▶ [YOUR TASKS]:
a) In the article on the I-91 bridge girder installation, why did the crews mount the rubber bearings before placing the girders on temporary supports and flood them with grout? Answer in one to three sentences.
b) According to the article on the I-91 bridge girder installation, how many post-tensioning strands does the bridge have in total?
c) From the article on the I-91 bridge girder installation, extract the passage that begins at the words "This process was" and stops after "end to end.".

:: DOCUMENT SEGMENT ::

Girder installation began in 2018, two years after the bridge replacement project began. Delivering the oversized beams to the offload area near the bridge was a coordinated effort between Reed & Reed, JP Carrara and Windham County Sheriff officers, who conducted rolling road blocks to allow the team to offload the girders from the existing two-lane bridge, carrying both northbound and southbound I-91 traffic, in 20-minute gaps.

Initially this took more than 20 minutes, but as they improved, “they were right on the 20-minute mark,” French says. “They looked like a NASCAR team with more than a dozen people converging … with chains to hook and unhook.”

This process was repeated 35 times to place the 35 precast pieces of three types of girders—96 ft long by 6 ft 6 in. and up to 10 ft high, 187,000-lb haunched ones of varying depth that are set on piers and drop-in sections and end girders weighing 1,200 lb per linear ft and varying in length from 120 ft up to 147 ft from end to end.

JP Carrara and Sons Inc. of Middlebury, Vt., delivered the first precast girder by truck in June 2018. Before offloading the girders, the crews installed two big rubber bearings designed to maximize economy, French says. “The contractor had to maintain an elevation tolerance of 1/16th of an inch between the bearings, so it was difficult to fabricate the concrete under it to the tolerance needed,” French says. The innovative solution was to mount those bearings before placing the girders on temporary supports and flood them with grout, allowing the team to set the girders exactly in the right location.

Working in Tight Constraints

In addition to traffic management, the team’s construction engineer had to validate whether they could physically operate the cranes within inches on boom clearance with the old bridge. “Likewise, when we set the girders on the new bridge, in many cases the clearance of the boom was within inches of the girders,” Phillips says. “In some cases, we had to lower the beam slightly, reposition the crane slightly, pick it back up and set it in its final location. And several times, the location set on the existing bridge could not be the same as on the new bridge.”

To deal with extremely tight tolerances, construction engineer McNary Bergeron & Associates modeled the upload and erection process to achieve precision planning for crane positioning with proper boom clearances.

McNary’s girder erection plan included temporary girder supports for pier girders and temporary strongback connections for the drop-in and abutment girders “needed to support the superstructure until the cast-in-place girder splices and diaphragms could be placed and post-tensioning system installed,” Phillips says.

In mid-February, after the last of 35 girders were lifted into their final locations on the foundations of the second bridge, crews performed spliced girder placements, filling six 2-ft gaps with concrete to connect the seven pieces for each beam.

Before removing temporary supports in March, crews will install 6/10-in.-dia post-tensioning strands, which makes the superstructure self-supporting. “Bundling 19 strands together into a tendon of the spliced girder holds the bridge together,” French explains.

Each of the bridge’s five girders has 57 strands for a total of 285 strands. Using a strand pusher, crews insert the post-tension steel strands, a cable-like wire rope, that stretches 850 ft through the middle of the concrete girders from one end of the bridge to the other. “By using post-tensioning, you end up with 2 million pounds of compression,” French says.

:::
:: DATA PROVIDED ::

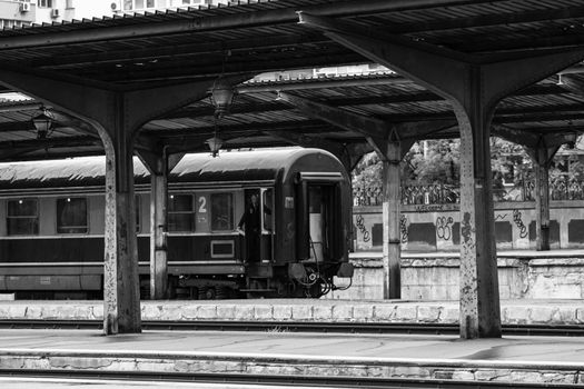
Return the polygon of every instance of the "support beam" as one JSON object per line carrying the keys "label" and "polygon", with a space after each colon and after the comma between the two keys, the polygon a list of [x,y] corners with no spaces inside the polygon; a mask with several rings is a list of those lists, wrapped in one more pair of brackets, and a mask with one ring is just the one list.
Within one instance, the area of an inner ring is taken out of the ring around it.
{"label": "support beam", "polygon": [[167,156],[160,152],[138,152],[150,172],[150,299],[170,297],[168,283],[168,174],[185,154]]}
{"label": "support beam", "polygon": [[461,337],[501,337],[489,127],[504,97],[584,58],[584,49],[468,56],[299,12],[299,22],[447,99],[461,130]]}
{"label": "support beam", "polygon": [[99,133],[106,150],[103,332],[140,332],[135,139],[147,121],[204,98],[214,80],[123,90],[2,64],[0,81],[77,118],[90,127],[88,132]]}

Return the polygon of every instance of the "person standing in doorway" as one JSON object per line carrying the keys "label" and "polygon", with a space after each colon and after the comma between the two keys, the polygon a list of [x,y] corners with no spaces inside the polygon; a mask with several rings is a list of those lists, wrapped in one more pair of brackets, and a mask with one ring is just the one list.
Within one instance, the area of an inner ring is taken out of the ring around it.
{"label": "person standing in doorway", "polygon": [[246,261],[259,262],[260,217],[258,196],[253,193],[237,226],[246,236]]}

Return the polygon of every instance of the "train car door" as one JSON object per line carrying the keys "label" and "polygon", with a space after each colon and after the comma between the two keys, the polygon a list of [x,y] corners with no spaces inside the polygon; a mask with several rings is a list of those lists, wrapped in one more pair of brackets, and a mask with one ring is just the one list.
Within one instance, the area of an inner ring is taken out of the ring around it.
{"label": "train car door", "polygon": [[342,177],[300,173],[297,187],[298,259],[321,262],[339,257]]}
{"label": "train car door", "polygon": [[245,232],[244,260],[261,262],[261,205],[259,189],[245,190],[245,208],[238,227]]}
{"label": "train car door", "polygon": [[274,258],[274,189],[261,189],[261,245],[260,256],[263,262]]}

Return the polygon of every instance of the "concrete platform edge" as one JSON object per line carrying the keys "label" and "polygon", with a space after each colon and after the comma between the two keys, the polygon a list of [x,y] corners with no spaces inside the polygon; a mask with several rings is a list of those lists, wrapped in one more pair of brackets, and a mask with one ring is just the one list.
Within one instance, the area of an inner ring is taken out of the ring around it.
{"label": "concrete platform edge", "polygon": [[209,352],[0,350],[2,369],[301,375],[582,383],[584,365],[529,361],[330,358]]}

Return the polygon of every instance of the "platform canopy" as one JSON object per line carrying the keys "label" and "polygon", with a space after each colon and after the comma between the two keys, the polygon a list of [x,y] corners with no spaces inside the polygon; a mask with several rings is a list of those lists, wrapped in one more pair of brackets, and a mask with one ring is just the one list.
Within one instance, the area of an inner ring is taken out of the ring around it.
{"label": "platform canopy", "polygon": [[[299,23],[298,11],[334,26]],[[343,29],[379,41],[415,42],[428,52],[446,50],[453,58],[471,54],[488,62],[512,53],[521,59],[584,48],[584,0],[239,1],[65,21],[0,31],[0,83],[18,90],[4,77],[6,71],[18,71],[115,91],[196,80],[235,84],[230,112],[218,122],[207,96],[147,122],[136,141],[138,149],[164,144],[171,152],[207,150],[205,140],[217,133],[224,148],[306,143],[350,146],[365,152],[367,146],[358,147],[378,132],[375,127],[355,130],[352,118],[359,117],[374,118],[380,128],[437,122],[432,131],[405,134],[413,139],[458,136],[449,102],[383,68],[368,74],[295,79],[299,73],[291,73],[291,79],[247,81],[264,72],[373,63],[330,38],[328,32]],[[497,106],[493,133],[532,142],[544,134],[570,140],[580,133],[581,71],[576,64],[562,77],[534,79],[532,86],[506,97]],[[31,118],[41,103],[0,103],[0,160],[103,152],[97,133],[67,120],[57,120],[55,131],[38,139]],[[314,114],[323,110],[334,114],[337,109],[348,116],[331,121]]]}

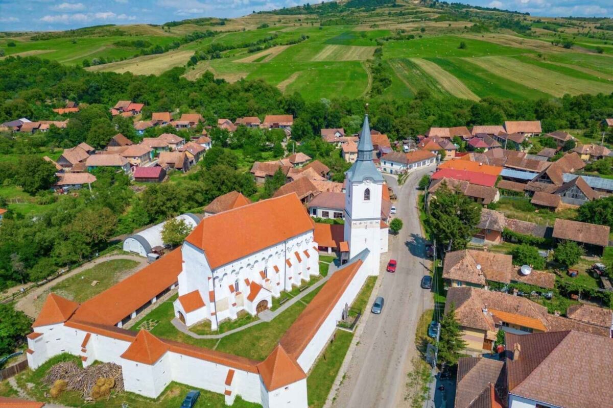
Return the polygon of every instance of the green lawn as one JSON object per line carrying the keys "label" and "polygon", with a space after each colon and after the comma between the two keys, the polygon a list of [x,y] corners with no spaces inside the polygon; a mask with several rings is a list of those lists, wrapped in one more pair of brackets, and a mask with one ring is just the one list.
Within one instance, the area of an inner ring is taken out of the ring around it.
{"label": "green lawn", "polygon": [[[183,401],[185,395],[190,390],[198,390],[200,392],[200,398],[194,408],[222,408],[227,407],[224,402],[224,396],[210,391],[206,391],[194,387],[189,387],[176,382],[171,382],[156,398],[147,397],[130,392],[112,392],[108,401],[101,399],[96,402],[85,402],[81,398],[80,393],[75,391],[64,392],[56,399],[51,398],[48,393],[49,387],[42,383],[42,379],[48,369],[61,362],[72,361],[80,365],[78,357],[69,354],[61,354],[49,360],[36,370],[28,369],[17,376],[17,383],[24,390],[28,390],[30,396],[37,401],[57,402],[70,407],[91,407],[92,408],[121,408],[123,404],[127,404],[129,408],[149,408],[154,406],[158,408],[177,408]],[[29,388],[28,384],[37,384],[37,386]],[[256,408],[261,407],[258,404],[247,402],[237,397],[234,408]]]}
{"label": "green lawn", "polygon": [[[131,259],[111,259],[83,271],[59,282],[39,296],[35,300],[37,307],[42,308],[50,292],[63,297],[82,303],[104,292],[121,281],[126,271],[135,267],[139,263]],[[91,286],[93,281],[99,283]]]}
{"label": "green lawn", "polygon": [[337,330],[334,341],[328,344],[313,366],[311,374],[306,379],[309,408],[324,406],[352,339],[352,333]]}

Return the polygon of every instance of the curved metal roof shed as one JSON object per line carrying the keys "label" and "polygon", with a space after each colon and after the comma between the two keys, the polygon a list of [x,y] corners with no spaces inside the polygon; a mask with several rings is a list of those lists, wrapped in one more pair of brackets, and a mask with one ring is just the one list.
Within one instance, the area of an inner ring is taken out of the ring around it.
{"label": "curved metal roof shed", "polygon": [[[200,223],[198,216],[191,213],[181,214],[175,218],[177,220],[183,220],[192,229],[195,228]],[[164,247],[162,230],[166,223],[166,221],[160,223],[128,237],[123,242],[123,250],[146,257],[147,254],[151,253],[156,247]]]}

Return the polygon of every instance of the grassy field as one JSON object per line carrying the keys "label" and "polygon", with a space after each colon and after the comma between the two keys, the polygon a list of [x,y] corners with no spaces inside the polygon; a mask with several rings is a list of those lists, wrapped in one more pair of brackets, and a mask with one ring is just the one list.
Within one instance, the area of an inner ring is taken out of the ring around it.
{"label": "grassy field", "polygon": [[[37,310],[42,307],[47,294],[53,292],[67,299],[82,303],[123,280],[139,263],[131,259],[111,259],[59,282],[34,301]],[[93,281],[99,283],[91,286]]]}
{"label": "grassy field", "polygon": [[[284,92],[299,92],[307,100],[369,96],[372,78],[368,61],[378,48],[392,81],[378,97],[381,98],[411,98],[422,89],[441,98],[452,95],[473,100],[613,91],[613,42],[602,37],[609,32],[595,28],[596,22],[584,23],[585,27],[579,29],[574,22],[566,24],[564,19],[537,21],[528,17],[522,23],[531,24],[533,29],[526,34],[497,29],[474,32],[469,28],[478,20],[457,20],[446,17],[440,7],[397,2],[406,14],[399,14],[397,7],[359,9],[335,15],[339,18],[337,24],[320,25],[322,18],[314,15],[256,13],[229,20],[224,26],[186,23],[172,27],[170,32],[133,24],[100,29],[110,33],[106,35],[99,32],[45,40],[31,40],[28,35],[6,37],[0,39],[0,48],[6,55],[40,55],[71,65],[86,58],[104,57],[116,62],[88,69],[158,75],[185,66],[194,52],[219,44],[232,49],[222,51],[221,58],[201,61],[188,68],[185,76],[195,80],[208,70],[230,82],[262,79]],[[342,20],[341,17],[347,18]],[[268,26],[257,28],[262,23]],[[546,29],[551,24],[562,24],[564,29],[557,33]],[[587,28],[598,37],[578,35],[586,34]],[[221,32],[159,54],[133,57],[139,50],[116,43],[143,40],[165,46],[186,34],[205,30]],[[128,35],[119,35],[122,32]],[[554,40],[571,40],[574,45],[566,49],[552,44]],[[16,46],[7,46],[10,41]],[[245,46],[258,41],[264,41],[268,48],[254,51]],[[599,49],[602,54],[596,52]],[[126,59],[118,61],[122,59]]]}

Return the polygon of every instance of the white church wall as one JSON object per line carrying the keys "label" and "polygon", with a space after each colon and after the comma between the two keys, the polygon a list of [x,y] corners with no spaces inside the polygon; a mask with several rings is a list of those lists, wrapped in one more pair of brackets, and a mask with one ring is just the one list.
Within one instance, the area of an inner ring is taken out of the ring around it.
{"label": "white church wall", "polygon": [[[268,408],[306,408],[306,379],[289,385],[268,391],[264,384],[261,385],[262,406]],[[265,396],[264,395],[265,395]],[[267,399],[267,404],[264,401]]]}
{"label": "white church wall", "polygon": [[[373,253],[369,254],[368,257]],[[298,357],[298,364],[305,373],[308,373],[313,366],[315,360],[328,344],[328,340],[332,337],[337,328],[337,322],[341,319],[343,310],[345,305],[351,305],[362,285],[368,275],[368,270],[363,264],[356,273],[353,279],[345,288],[338,301],[332,308],[330,314],[326,317],[323,324],[318,330],[313,339],[308,343],[304,351]]]}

:::

▶ [OUTPUTS FOR THE TASKS]:
a) The contractor had to keep an elevation tolerance of 1/16th of an inch between the bearings, and fabricating the concrete under them to that tolerance was difficult. Mounting the bearings first and flooding them with grout let the team set the girders exactly in the right location.

b) 285 strands, 57 in each of the five girders.

c)
This process was repeated 35 times to place the 35 precast pieces of three types of girders—96 ft long by 6 ft 6 in. and up to 10 ft high, 187,000-lb haunched ones of varying depth that are set on piers and drop-in sections and end girders weighing 1,200 lb per linear ft and varying in length from 120 ft up to 147 ft from end to end.